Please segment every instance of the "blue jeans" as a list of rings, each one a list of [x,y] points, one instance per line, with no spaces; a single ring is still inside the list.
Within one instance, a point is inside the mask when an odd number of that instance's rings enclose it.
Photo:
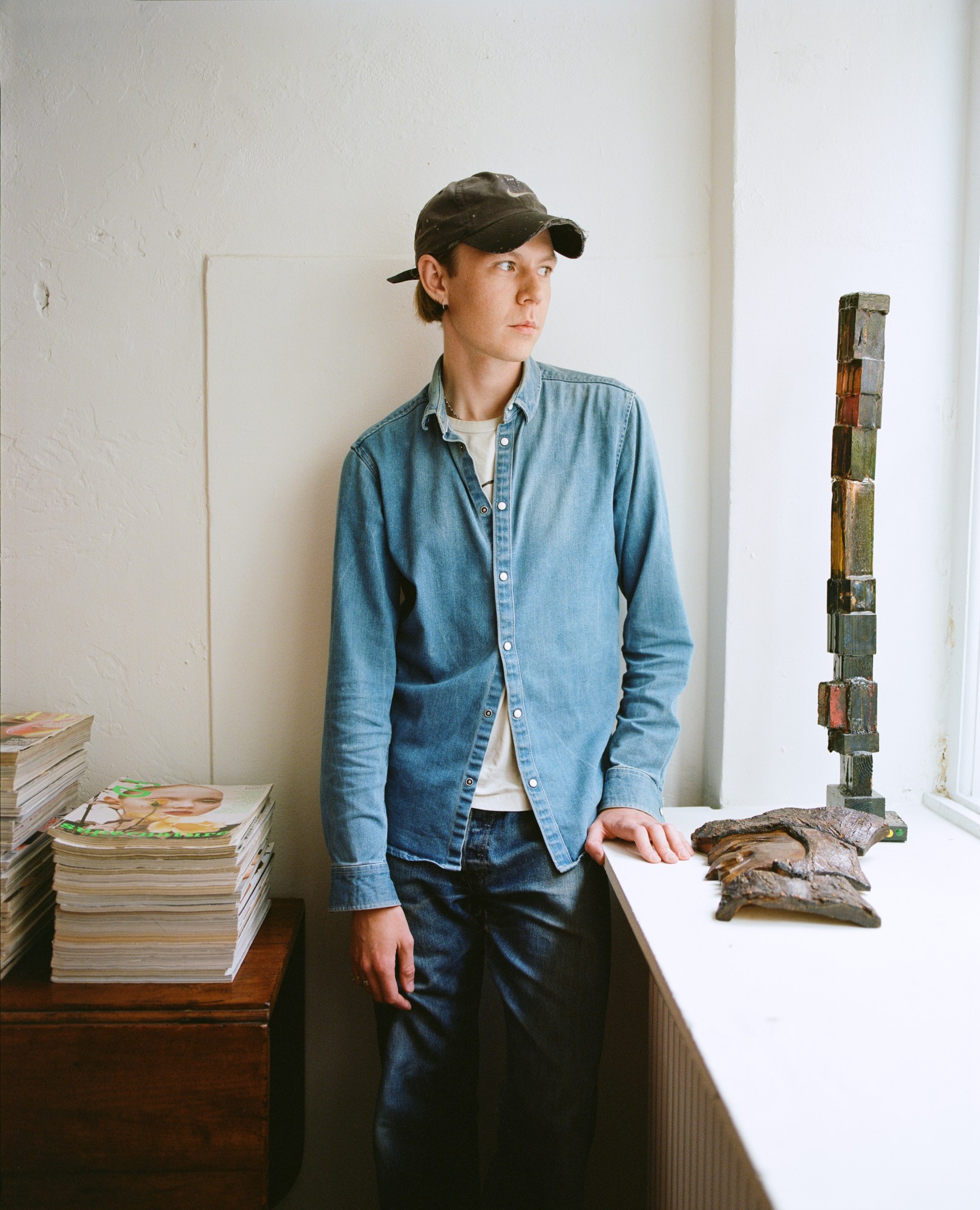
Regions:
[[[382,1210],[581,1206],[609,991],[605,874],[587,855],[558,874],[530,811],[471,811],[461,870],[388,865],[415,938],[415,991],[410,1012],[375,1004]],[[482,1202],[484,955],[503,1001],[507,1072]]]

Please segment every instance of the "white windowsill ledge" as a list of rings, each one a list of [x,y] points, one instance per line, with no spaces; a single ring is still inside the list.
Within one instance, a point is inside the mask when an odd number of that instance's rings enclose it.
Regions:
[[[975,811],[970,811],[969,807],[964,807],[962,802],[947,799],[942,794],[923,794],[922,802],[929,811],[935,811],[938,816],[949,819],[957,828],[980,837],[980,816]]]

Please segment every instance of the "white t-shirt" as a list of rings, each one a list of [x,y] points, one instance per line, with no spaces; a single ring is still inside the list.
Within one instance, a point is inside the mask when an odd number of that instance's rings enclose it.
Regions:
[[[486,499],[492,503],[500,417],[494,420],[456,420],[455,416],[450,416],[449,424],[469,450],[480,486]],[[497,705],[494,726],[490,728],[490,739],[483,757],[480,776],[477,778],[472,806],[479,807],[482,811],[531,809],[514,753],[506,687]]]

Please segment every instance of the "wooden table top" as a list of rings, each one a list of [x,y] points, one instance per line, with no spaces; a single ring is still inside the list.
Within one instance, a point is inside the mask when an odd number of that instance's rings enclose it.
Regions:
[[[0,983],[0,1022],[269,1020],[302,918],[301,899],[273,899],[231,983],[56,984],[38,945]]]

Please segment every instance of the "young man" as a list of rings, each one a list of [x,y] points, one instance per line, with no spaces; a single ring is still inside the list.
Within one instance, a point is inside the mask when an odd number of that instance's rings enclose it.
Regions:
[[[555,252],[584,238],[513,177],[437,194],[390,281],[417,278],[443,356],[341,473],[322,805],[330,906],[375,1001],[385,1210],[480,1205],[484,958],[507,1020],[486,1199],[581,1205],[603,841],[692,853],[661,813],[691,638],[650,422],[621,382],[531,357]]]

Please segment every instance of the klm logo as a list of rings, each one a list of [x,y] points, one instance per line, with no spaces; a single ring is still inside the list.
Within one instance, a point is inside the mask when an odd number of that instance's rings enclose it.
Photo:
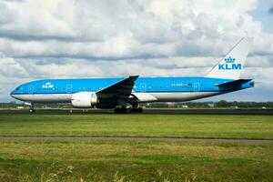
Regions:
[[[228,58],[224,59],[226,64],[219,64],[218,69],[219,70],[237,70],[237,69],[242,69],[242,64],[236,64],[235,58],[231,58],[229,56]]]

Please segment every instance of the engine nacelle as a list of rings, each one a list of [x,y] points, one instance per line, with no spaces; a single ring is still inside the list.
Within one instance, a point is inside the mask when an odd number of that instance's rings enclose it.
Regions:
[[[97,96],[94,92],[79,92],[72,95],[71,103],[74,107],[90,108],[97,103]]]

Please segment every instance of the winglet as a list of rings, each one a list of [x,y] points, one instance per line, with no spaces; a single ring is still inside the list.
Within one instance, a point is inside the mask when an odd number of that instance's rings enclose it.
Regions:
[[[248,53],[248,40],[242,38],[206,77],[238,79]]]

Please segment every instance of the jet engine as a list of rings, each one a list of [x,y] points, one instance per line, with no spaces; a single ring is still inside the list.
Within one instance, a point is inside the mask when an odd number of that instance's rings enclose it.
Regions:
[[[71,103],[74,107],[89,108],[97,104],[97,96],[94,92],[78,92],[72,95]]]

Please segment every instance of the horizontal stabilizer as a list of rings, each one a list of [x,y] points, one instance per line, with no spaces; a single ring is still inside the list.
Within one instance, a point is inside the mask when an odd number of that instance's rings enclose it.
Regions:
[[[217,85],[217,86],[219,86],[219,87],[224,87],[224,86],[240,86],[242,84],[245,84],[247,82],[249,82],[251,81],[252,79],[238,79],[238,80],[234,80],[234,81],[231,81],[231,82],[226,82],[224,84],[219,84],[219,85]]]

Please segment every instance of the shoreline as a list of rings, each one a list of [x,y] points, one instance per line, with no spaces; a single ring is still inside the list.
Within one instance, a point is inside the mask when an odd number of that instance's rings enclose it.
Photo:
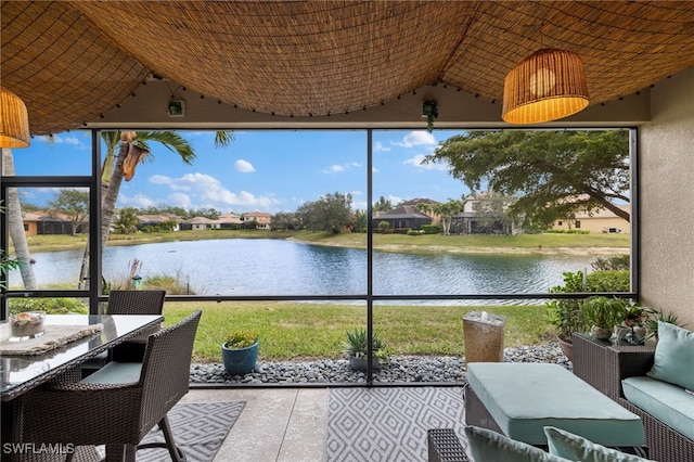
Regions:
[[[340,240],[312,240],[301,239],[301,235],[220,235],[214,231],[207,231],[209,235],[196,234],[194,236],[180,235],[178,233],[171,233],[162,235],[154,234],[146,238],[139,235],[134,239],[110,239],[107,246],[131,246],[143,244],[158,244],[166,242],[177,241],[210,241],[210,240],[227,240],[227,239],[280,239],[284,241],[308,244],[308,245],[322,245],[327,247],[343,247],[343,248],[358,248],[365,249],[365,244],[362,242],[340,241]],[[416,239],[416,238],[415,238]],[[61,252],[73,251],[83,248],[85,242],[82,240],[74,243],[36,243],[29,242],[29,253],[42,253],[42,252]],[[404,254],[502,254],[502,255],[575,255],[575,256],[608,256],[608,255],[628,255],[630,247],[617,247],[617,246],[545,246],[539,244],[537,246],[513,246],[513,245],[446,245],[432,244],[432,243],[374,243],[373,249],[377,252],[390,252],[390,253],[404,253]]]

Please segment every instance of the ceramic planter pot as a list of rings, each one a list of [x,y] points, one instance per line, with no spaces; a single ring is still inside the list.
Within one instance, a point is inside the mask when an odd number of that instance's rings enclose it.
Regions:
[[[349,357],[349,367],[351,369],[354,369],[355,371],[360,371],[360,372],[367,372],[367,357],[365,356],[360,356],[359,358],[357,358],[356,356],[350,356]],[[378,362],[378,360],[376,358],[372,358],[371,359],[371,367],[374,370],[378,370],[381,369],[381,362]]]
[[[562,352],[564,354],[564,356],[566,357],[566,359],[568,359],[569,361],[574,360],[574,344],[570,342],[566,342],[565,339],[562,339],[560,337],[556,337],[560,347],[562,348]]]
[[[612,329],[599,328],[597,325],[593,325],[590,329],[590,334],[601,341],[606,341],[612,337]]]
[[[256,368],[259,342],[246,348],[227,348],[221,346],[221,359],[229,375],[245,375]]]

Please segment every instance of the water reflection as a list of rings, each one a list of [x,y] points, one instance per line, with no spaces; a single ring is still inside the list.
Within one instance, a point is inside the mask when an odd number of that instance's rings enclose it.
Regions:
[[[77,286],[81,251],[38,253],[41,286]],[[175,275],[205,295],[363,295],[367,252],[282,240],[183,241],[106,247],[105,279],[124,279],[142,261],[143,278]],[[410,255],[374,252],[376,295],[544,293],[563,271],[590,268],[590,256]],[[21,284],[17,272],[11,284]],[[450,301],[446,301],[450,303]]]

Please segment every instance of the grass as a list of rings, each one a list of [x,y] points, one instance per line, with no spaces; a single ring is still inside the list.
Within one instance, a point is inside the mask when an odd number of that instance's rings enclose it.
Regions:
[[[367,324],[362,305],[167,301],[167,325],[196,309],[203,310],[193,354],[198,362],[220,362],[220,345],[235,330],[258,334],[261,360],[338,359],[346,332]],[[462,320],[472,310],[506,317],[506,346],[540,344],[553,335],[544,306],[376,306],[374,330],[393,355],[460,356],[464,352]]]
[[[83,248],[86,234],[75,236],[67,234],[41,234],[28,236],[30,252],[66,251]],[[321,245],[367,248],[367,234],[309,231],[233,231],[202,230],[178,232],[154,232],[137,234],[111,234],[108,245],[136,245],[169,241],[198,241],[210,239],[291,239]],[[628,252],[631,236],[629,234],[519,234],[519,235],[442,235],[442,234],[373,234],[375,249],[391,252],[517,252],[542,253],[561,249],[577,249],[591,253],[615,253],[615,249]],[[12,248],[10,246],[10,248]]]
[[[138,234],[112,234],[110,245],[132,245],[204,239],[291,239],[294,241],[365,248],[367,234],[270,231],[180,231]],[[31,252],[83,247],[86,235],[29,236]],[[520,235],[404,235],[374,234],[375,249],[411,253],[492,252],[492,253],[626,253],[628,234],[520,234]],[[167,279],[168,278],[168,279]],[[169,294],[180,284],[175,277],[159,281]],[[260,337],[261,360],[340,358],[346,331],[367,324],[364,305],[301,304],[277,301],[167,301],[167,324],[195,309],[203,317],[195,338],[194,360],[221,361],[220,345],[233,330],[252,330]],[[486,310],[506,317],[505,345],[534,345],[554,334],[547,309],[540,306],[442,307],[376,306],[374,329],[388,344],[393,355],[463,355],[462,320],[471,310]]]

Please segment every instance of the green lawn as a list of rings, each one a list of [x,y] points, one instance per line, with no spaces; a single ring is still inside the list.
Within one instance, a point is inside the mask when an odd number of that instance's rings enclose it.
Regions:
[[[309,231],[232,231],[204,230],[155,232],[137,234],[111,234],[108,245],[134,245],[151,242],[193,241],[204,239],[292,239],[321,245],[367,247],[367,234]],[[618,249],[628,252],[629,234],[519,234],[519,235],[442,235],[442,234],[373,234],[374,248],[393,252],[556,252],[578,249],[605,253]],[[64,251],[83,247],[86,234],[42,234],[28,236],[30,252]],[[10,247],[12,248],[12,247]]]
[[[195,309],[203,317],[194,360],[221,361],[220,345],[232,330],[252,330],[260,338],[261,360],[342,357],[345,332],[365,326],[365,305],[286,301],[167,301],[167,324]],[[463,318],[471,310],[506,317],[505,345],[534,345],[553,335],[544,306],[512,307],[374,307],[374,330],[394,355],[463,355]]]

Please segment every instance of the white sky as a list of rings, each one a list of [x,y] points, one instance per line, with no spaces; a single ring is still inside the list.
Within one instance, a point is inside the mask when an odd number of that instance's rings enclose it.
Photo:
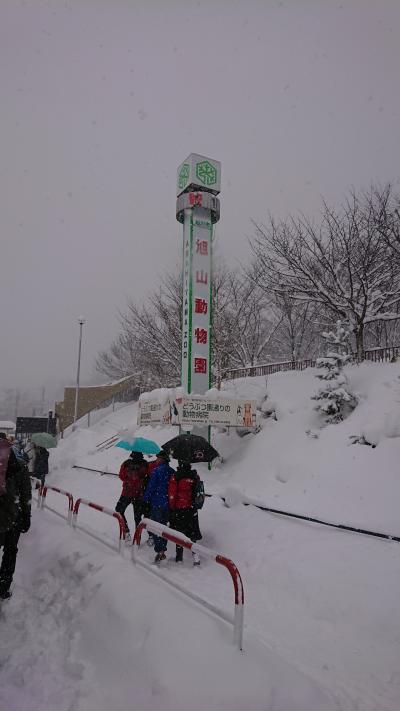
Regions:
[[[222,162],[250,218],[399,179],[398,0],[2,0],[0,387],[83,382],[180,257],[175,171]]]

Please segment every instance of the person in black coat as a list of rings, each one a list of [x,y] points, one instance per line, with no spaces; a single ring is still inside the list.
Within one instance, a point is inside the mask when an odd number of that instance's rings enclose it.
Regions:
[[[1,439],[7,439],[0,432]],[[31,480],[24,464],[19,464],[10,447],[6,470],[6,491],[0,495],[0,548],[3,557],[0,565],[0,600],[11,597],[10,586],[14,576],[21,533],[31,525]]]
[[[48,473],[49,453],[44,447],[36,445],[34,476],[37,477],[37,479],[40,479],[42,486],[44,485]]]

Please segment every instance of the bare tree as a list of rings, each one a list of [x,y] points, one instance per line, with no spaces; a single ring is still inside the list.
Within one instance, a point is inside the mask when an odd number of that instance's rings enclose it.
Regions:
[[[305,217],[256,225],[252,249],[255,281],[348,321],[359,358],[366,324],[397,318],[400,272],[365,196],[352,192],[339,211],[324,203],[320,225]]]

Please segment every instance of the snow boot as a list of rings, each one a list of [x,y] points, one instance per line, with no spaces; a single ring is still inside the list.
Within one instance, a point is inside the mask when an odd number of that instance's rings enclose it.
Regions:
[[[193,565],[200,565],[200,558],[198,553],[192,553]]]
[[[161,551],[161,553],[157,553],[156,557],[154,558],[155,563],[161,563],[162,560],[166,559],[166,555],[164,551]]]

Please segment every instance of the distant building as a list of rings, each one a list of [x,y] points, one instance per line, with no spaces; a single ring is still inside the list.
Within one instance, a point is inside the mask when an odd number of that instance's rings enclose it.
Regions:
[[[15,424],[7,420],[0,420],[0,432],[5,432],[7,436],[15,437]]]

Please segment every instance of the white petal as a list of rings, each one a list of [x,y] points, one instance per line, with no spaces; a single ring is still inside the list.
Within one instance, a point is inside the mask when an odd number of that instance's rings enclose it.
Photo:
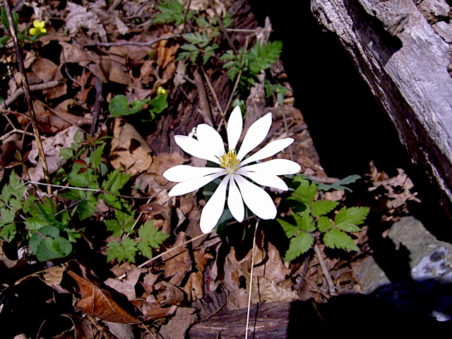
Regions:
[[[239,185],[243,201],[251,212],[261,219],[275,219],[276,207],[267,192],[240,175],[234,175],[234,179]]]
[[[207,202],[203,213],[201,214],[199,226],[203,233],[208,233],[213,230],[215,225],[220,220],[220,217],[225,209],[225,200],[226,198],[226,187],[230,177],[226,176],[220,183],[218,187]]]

..............................

# Exercise prompt
Copy out the lines of the records above verbatim, starting at the line containing "Please segment every instance of the distant" and ending at the line containing "[[[15,424],[7,420],[0,420],[0,432],[5,432],[7,436],[15,437]]]".

# Written solution
Please segment every instance of the distant building as a list of rings, each one a list of [x,y] points, one instance per line, with no spaces; a single ring is still inside the list.
Within one instance, a point is inside the mask when an odd number of that instance's rings enclose it.
Regions:
[[[15,424],[7,420],[0,420],[0,432],[5,432],[7,436],[15,437]]]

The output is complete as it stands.